## To do
Skip the pictures. Repeat everything else in the records word for word.

———

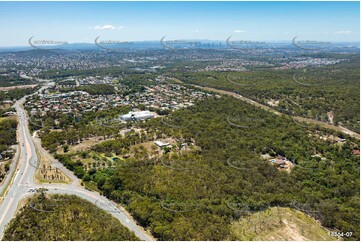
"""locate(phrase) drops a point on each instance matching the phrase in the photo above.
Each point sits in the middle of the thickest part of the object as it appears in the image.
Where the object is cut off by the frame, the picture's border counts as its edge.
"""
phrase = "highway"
(23, 184)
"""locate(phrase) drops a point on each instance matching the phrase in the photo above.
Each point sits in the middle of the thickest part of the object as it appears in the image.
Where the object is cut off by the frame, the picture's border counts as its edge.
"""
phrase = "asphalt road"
(23, 183)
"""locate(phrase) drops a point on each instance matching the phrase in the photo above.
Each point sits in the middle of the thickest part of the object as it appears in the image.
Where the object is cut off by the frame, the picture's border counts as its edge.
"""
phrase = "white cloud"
(239, 31)
(106, 27)
(343, 32)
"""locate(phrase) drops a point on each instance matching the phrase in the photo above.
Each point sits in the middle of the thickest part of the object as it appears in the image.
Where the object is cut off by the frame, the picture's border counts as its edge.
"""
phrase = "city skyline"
(82, 22)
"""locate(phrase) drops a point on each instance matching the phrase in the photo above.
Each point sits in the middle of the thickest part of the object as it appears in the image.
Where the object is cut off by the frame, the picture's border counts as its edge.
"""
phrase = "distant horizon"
(158, 41)
(82, 22)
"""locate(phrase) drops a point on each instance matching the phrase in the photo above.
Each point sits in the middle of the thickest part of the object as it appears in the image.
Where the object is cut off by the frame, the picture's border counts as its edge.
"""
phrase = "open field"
(279, 224)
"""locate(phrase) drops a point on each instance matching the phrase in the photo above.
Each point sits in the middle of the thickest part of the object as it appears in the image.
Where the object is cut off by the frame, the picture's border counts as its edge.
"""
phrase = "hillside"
(279, 224)
(64, 217)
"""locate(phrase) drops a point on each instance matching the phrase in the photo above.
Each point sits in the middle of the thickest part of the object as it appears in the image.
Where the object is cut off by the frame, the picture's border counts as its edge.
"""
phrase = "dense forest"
(309, 92)
(7, 133)
(187, 196)
(64, 217)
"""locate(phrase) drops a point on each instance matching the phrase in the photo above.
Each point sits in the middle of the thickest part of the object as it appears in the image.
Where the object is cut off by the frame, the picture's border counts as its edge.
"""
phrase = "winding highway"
(22, 182)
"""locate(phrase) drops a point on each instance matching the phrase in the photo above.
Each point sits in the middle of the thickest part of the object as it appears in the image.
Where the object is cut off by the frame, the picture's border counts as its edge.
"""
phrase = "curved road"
(22, 183)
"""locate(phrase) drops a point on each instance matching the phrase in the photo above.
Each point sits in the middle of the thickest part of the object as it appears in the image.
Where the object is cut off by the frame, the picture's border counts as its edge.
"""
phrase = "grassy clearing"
(279, 224)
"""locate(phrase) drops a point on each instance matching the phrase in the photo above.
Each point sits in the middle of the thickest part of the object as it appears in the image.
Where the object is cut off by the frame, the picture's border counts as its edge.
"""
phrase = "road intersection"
(23, 185)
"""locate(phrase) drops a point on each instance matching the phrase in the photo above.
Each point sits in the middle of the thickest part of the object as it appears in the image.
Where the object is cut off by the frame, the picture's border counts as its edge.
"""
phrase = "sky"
(82, 22)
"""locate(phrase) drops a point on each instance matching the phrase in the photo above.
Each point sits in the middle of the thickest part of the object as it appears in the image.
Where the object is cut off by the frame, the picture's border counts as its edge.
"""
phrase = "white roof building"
(140, 115)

———

## Reply to the exercise
"""locate(phrase) drops a point on each instance matching the phrase in the photo above.
Each point sits in the middle of the thickest part of the object as it appears in the image.
Where the object is cut off by the frame, the picture's border counts as its edge.
"""
phrase = "highway"
(23, 184)
"""locate(phrase) drops a point on each instance matching the phrase in the photo above.
Each point sits in the middle of the thickest part of the object as it appears in the image.
Where the object is cut off by the frame, the picture's border counts as its edge.
"""
phrase = "asphalt road"
(23, 183)
"""locate(phrase) drops a point on each instance matching the phrase in the photo above.
Each point sits in the middle of the thickest part of the object as it appears in the image.
Where the object is cut off by the frame, the picture's border counts as its edge.
"""
phrase = "white cloud"
(239, 31)
(106, 27)
(343, 32)
"""locate(phrase) drops a point on each instance matching the phrase in the photo above.
Each point sits in the middle of the thickest part of the object as it appears in the image.
Where the object is cut off by the frame, the picture's border counts as its edge.
"""
phrase = "city skyline"
(82, 22)
"""locate(phrase) drops a point on each instance matching the phrase in the photo above.
Each point sits in the middle of the thickest part of the object as it appears in the image.
Where the object is cut off by the frame, the picture's border counts as its edge.
"""
phrase = "distant horizon"
(158, 41)
(82, 22)
"""locate(phrase) drops a point on each instance matching the phrase in the photo above.
Each point sits in the middle of the thickest part of the object as it appears in the image.
Where the object is cut off by the frame, the picture's border counts as its edge.
"""
phrase = "open field"
(279, 224)
"""locate(phrase) drops a point on each instance matching the phrase in the photo above.
Each point sits in the middle of the thickest part of the object as it appears in the image.
Where the object is cut off by the frame, the picture's border counts as its edge.
"""
phrase = "hillside"
(279, 224)
(64, 217)
"""locate(phrase) drops a point on each instance matching the phrase in the photo above.
Each point sits in the middle of the thickest part of the object as it appears in the image.
Where the object is cut off by the frame, the picture's border counts as its edge.
"""
phrase = "dense forest"
(309, 92)
(7, 133)
(187, 196)
(64, 217)
"""locate(phrase) drops a point on each instance matching the phrase in the photo above.
Each point sits in the middle of the thickest part of the object as it appears in the image.
Where the object is cut off by the frame, the picture's border counts as its edge.
"""
phrase = "winding highway"
(22, 182)
"""locate(phrase) drops a point on each instance matching the phrase in the photo above.
Each point sits in the middle of the thickest part of the object as it appears in the image.
Where the object is cut off by the frame, the picture's border counts as its edge.
"""
phrase = "curved road"
(22, 183)
"""locate(phrase) drops a point on each instance matching the phrase in the photo above.
Each point sits in the middle of the thickest part of the object as it appears in the image.
Where the object is cut off by the frame, the picture's border counts as its edge.
"""
phrase = "grassy clearing"
(279, 224)
"""locate(phrase) drops a point on each instance matching the phrase in the photo above.
Each point sits in the middle of the thickest part of the object as it appears in the image.
Where the object is cut off by the frame, the picture's border counts as its edge.
"""
phrase = "road intersection"
(23, 185)
"""locate(phrase) drops a point on each instance matching the phrase in the photo above.
Each point sits in the middle of the thickest part of the object as it appears in the image.
Where the object is cut off by the frame, the picture's border counts as its edge.
"""
phrase = "sky"
(82, 22)
"""locate(phrase) drops a point on each instance matching the phrase in the photo above.
Each point sits in the middle of the thickest part of the object as it appears in the image.
Where the object is cut off by the frame, the picture's border counts as its edge.
"""
phrase = "white roof building"
(140, 115)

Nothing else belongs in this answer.